Freía las mejores berenjenas crujientes
del lugar, cortaba las berenjenas en rodajas y las metía en agua para lavarlas y luego las secaba dejándolas
entre dos paños de tela hasta que se quedaban sin agua, luego las
rebozaba en una gachuela de harina
(mezcla de agua con harina y perejil) y a freírlas con aceite de oliva bien
caliente (aceite de nuestros olivos). Había heredado la esencia de la cocina
mediterránea: poca carne y muchas verduras, hortalizas, frutas y aceite de
oliva, migas o papas con tomates y cebollas, sin faltar en sus guisos un
refrito de ajos y almendras. Era muy buena cocinera en una docena de platos y
algunos inventados por ella como el pisto con bacalao. Sabía hacer roscos de
vino y buñuelos en la Pascua, era seguidora de las vigilias y de las cuaresmas.
Menos mal, que ya no se llevaba lo de hacer el Ramadán musulmán. Puedo recordar
que además de los repobladores cristianos, había una familia de origen morisco,
como mi primo segundo Arcadio Fernández,
que poco antes de morir gritó: ¡por Alá!, y se murió tan a gusto. Le
encontraron algunos libros antiguos escritos en árabe, que nadie supo de qué
trataban.
La primera tunda
que me concedió mi madre, o sea, que me dio mi madre en condiciones, me la
propinó por no tomarme en serio sus advertencias de no ir a la alberca a bañarme, todavía la puedo
recordar perfectamente, fue una vez que fuimos mi prima Ana la de Emilia y
yo a la alberca, teníamos la misma edad unos seis o siete
años. Desnudo como estábamos me llevó a
“apargatazos” (que es como se decía darte con la suela de goma de las
alpargatas de tela blanca), uno tras otro, hasta el cortijo de Los Corrales, me dejó marcado en la piel el dibujo de la suela y hasta el número que
calzaba.

****

• **Tarea escrita a**
Selecciona y copia cada línea de los registros que contenga la palabra "wall".

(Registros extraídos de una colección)

****

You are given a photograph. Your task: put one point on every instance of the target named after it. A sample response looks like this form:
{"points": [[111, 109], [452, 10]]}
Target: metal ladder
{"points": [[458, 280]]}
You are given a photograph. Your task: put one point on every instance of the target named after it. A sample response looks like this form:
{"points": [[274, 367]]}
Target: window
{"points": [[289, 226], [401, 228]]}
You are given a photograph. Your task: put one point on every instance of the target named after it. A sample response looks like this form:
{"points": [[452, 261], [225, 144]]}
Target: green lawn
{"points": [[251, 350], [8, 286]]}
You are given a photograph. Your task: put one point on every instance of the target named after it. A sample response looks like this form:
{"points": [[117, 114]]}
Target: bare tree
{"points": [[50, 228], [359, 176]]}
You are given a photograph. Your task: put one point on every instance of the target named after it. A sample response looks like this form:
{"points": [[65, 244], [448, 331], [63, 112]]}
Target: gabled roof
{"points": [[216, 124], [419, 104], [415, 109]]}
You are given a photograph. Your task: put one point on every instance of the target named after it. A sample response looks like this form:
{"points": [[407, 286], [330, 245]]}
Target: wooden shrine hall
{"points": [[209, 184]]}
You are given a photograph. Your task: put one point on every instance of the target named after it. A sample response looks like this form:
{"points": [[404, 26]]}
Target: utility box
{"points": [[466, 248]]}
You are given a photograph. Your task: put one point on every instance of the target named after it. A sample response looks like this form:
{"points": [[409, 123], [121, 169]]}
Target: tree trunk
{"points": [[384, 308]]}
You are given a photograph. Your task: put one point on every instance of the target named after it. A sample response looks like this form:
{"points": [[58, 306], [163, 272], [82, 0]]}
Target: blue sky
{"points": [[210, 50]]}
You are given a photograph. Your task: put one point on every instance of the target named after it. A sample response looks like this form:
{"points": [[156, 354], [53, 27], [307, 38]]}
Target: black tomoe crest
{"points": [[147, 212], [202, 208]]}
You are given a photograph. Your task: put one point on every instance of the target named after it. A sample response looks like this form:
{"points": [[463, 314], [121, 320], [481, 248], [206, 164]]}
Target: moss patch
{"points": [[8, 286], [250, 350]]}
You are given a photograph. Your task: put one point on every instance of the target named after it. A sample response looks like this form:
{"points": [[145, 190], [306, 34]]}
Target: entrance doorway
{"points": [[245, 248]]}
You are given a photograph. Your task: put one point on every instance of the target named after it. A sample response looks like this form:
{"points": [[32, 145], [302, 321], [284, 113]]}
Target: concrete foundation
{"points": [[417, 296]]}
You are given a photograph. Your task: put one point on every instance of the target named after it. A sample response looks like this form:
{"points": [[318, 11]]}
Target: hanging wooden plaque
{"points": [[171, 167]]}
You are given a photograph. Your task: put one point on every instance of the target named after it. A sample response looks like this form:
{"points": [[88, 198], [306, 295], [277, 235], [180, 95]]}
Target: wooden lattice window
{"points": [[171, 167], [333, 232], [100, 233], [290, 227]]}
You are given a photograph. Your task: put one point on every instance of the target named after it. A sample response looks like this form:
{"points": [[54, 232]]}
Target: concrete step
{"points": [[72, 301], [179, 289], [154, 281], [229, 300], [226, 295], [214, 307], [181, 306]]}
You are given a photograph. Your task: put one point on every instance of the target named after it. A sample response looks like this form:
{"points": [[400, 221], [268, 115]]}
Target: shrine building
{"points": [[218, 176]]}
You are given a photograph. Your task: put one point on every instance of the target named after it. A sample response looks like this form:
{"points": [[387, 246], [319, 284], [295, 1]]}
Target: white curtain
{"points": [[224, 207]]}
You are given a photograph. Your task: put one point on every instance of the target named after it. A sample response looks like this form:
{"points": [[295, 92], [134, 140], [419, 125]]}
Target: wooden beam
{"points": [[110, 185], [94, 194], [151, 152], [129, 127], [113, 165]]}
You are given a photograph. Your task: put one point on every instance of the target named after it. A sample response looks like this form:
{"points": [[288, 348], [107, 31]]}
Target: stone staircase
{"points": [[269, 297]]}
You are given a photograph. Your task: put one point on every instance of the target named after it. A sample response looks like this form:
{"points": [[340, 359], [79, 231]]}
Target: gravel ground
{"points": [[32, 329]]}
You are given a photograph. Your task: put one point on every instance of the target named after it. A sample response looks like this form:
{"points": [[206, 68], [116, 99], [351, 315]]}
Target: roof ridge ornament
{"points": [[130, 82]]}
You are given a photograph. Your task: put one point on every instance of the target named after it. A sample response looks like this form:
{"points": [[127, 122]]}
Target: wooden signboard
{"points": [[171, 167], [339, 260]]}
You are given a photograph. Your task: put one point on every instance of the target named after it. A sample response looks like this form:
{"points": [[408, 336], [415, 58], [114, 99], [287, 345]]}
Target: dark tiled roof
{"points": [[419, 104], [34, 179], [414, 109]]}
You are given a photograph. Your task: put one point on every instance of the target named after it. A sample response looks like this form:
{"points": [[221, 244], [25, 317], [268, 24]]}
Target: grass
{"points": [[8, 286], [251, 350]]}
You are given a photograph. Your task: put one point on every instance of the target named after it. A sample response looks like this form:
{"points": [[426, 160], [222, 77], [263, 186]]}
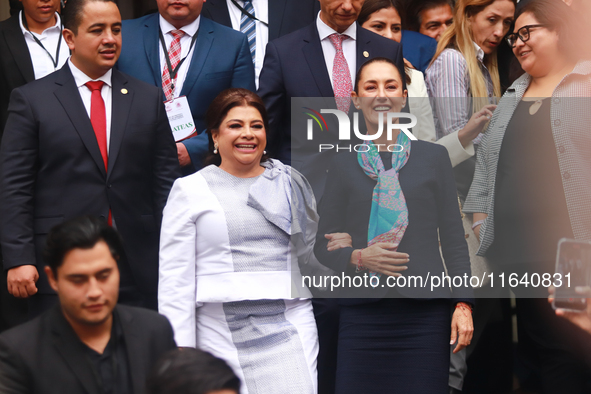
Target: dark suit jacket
{"points": [[221, 60], [429, 188], [294, 67], [51, 170], [418, 49], [16, 67], [44, 356], [285, 16]]}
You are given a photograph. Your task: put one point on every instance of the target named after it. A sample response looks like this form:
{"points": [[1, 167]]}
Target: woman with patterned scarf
{"points": [[391, 208]]}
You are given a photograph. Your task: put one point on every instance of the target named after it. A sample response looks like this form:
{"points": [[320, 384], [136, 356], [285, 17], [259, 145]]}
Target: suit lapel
{"points": [[151, 46], [275, 19], [202, 46], [363, 48], [18, 47], [69, 97], [121, 104], [136, 349], [68, 346], [315, 58]]}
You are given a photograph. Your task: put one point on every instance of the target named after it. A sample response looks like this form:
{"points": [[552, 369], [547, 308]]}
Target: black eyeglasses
{"points": [[522, 34]]}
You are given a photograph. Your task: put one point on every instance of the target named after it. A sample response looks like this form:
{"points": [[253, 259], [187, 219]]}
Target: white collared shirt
{"points": [[190, 30], [261, 11], [80, 78], [42, 62], [349, 47]]}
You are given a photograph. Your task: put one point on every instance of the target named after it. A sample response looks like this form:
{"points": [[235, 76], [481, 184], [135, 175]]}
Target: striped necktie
{"points": [[248, 27], [341, 76]]}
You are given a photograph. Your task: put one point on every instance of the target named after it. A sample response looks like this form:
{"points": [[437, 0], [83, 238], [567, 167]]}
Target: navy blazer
{"points": [[221, 60], [45, 356], [16, 67], [294, 66], [51, 170], [285, 16], [418, 49], [429, 188]]}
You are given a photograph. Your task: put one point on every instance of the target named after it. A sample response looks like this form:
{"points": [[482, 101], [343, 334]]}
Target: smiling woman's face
{"points": [[538, 54], [380, 90], [241, 139], [491, 24]]}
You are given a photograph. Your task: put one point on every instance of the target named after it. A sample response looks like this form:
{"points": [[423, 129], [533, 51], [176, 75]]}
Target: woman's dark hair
{"points": [[371, 6], [371, 61], [559, 17], [79, 233], [219, 108], [191, 371]]}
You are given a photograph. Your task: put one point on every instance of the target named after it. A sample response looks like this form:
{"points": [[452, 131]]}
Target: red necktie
{"points": [[341, 76], [98, 118], [174, 53]]}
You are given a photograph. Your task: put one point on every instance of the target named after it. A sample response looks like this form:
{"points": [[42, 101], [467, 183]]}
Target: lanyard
{"points": [[251, 16], [59, 43], [172, 72]]}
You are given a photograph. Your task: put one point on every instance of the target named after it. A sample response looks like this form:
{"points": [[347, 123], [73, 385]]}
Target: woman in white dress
{"points": [[233, 238]]}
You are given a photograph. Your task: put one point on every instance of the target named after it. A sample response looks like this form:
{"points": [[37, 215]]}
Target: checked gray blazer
{"points": [[570, 113]]}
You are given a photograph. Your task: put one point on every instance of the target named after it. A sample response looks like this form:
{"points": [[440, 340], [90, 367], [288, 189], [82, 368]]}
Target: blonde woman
{"points": [[463, 78], [463, 82]]}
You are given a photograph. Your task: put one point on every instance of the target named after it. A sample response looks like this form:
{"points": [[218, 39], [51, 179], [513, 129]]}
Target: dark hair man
{"points": [[431, 17], [192, 371], [86, 139], [201, 59], [32, 46], [87, 343]]}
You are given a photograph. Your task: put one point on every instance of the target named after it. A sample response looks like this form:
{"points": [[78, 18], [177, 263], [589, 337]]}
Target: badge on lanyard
{"points": [[180, 118]]}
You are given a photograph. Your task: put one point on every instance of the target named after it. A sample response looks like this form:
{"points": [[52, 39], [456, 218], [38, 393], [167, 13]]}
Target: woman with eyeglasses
{"points": [[532, 184]]}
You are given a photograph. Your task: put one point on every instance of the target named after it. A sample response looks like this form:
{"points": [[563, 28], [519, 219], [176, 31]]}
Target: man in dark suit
{"points": [[86, 344], [70, 150], [23, 60], [218, 59], [18, 64], [272, 19], [302, 64], [297, 65]]}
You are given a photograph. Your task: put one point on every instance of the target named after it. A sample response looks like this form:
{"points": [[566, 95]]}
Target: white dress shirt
{"points": [[80, 78], [42, 62], [190, 30], [349, 47], [261, 11]]}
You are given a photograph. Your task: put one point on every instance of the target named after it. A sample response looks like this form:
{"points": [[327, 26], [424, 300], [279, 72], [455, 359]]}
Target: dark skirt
{"points": [[394, 346]]}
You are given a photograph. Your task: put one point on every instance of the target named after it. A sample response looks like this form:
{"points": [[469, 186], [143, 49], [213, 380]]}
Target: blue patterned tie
{"points": [[248, 27]]}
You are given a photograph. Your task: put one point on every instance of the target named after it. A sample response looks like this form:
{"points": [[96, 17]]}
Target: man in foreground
{"points": [[85, 140], [87, 343]]}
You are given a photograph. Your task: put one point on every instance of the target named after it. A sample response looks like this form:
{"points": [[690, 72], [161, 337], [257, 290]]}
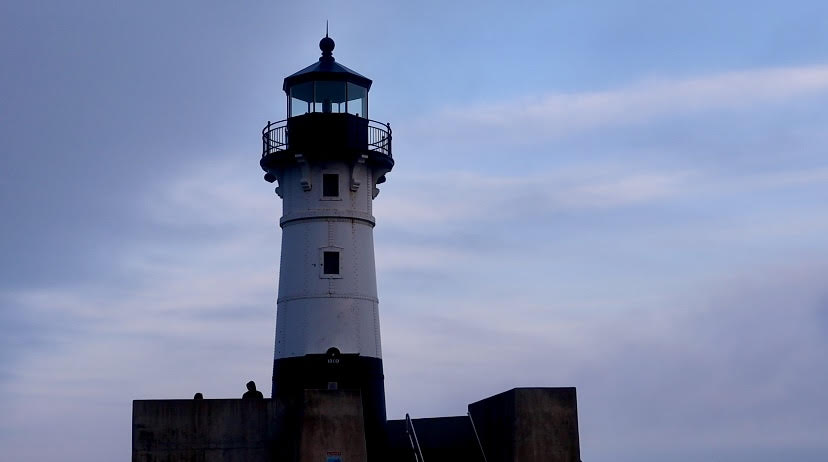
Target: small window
{"points": [[330, 184], [330, 262]]}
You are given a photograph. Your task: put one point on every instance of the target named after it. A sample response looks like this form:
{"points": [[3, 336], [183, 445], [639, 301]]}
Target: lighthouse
{"points": [[326, 160]]}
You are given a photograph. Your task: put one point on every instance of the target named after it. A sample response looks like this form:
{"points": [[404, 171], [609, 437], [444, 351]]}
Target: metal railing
{"points": [[379, 137], [412, 438], [275, 137]]}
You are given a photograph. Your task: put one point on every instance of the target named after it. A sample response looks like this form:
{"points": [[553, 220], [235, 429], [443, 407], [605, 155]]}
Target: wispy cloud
{"points": [[554, 115]]}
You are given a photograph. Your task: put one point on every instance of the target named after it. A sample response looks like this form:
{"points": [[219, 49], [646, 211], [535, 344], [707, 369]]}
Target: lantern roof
{"points": [[326, 69]]}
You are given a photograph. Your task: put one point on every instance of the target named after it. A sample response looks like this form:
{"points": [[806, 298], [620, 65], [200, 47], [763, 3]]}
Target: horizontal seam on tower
{"points": [[304, 297]]}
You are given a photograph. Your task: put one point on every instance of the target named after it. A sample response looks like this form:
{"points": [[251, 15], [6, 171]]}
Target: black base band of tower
{"points": [[292, 376]]}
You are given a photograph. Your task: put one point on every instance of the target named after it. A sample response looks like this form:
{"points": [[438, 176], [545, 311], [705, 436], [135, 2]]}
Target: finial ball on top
{"points": [[326, 45]]}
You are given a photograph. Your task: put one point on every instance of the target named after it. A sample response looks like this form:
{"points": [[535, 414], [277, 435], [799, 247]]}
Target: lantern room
{"points": [[327, 87], [327, 119]]}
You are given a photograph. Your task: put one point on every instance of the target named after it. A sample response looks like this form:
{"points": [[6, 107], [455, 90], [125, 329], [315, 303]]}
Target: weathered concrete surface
{"points": [[208, 430], [332, 425], [319, 424], [529, 425]]}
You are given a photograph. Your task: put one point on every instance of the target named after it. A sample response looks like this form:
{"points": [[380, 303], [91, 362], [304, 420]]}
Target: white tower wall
{"points": [[316, 311]]}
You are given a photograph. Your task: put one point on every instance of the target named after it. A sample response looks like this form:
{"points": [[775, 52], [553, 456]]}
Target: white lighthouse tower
{"points": [[327, 158]]}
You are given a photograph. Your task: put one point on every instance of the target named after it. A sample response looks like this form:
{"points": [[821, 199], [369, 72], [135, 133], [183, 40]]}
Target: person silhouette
{"points": [[251, 392]]}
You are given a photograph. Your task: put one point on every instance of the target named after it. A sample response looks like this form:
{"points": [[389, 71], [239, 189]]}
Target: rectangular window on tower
{"points": [[330, 263], [330, 185]]}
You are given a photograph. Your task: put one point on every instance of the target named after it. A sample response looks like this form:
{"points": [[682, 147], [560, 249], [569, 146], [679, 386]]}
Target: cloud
{"points": [[555, 115]]}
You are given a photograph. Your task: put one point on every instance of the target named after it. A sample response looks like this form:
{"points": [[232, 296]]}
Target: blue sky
{"points": [[626, 197]]}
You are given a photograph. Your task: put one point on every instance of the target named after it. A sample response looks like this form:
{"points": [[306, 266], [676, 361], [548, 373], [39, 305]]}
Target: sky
{"points": [[626, 197]]}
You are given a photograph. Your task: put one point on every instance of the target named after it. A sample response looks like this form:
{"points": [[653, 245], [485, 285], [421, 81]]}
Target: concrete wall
{"points": [[332, 424], [529, 425], [208, 430], [322, 423]]}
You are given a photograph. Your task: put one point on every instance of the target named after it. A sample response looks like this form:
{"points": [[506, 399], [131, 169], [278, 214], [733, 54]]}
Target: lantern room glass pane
{"points": [[357, 100], [330, 97], [301, 99]]}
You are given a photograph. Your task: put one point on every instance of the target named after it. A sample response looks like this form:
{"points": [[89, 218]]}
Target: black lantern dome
{"points": [[327, 86], [327, 119]]}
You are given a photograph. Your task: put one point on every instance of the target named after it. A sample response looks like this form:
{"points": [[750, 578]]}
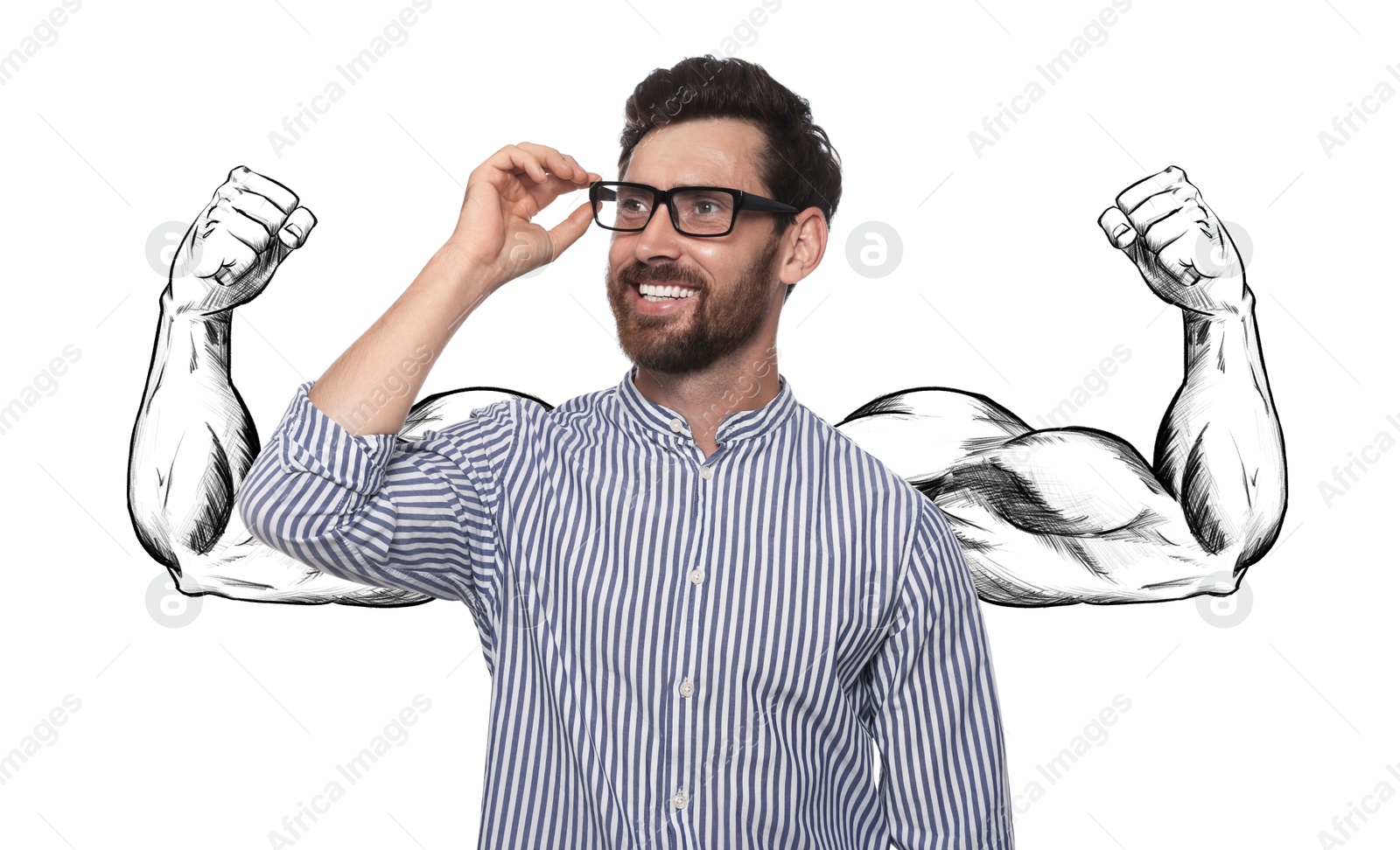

****

• **Tarea escrita b**
Reescribe un fragmento del texto comenzando en las palabras "Freía las mejores" y terminando tras "de las cuaresmas.", con "bacalao" sustituido por "atún".

• **Respuesta escrita a**
Target: white tower wall
Target: concrete wall

• **Respuesta escrita b**
Freía las mejores berenjenas crujientes
del lugar, cortaba las berenjenas en rodajas y las metía en agua para lavarlas y luego las secaba dejándolas
entre dos paños de tela hasta que se quedaban sin agua, luego las
rebozaba en una gachuela de harina
(mezcla de agua con harina y perejil) y a freírlas con aceite de oliva bien
caliente (aceite de nuestros olivos). Había heredado la esencia de la cocina
mediterránea: poca carne y muchas verduras, hortalizas, frutas y aceite de
oliva, migas o papas con tomates y cebollas, sin faltar en sus guisos un
refrito de ajos y almendras. Era muy buena cocinera en una docena de platos y
algunos inventados por ella como el pisto con atún. Sabía hacer roscos de
vino y buñuelos en la Pascua, era seguidora de las vigilias y de las cuaresmas.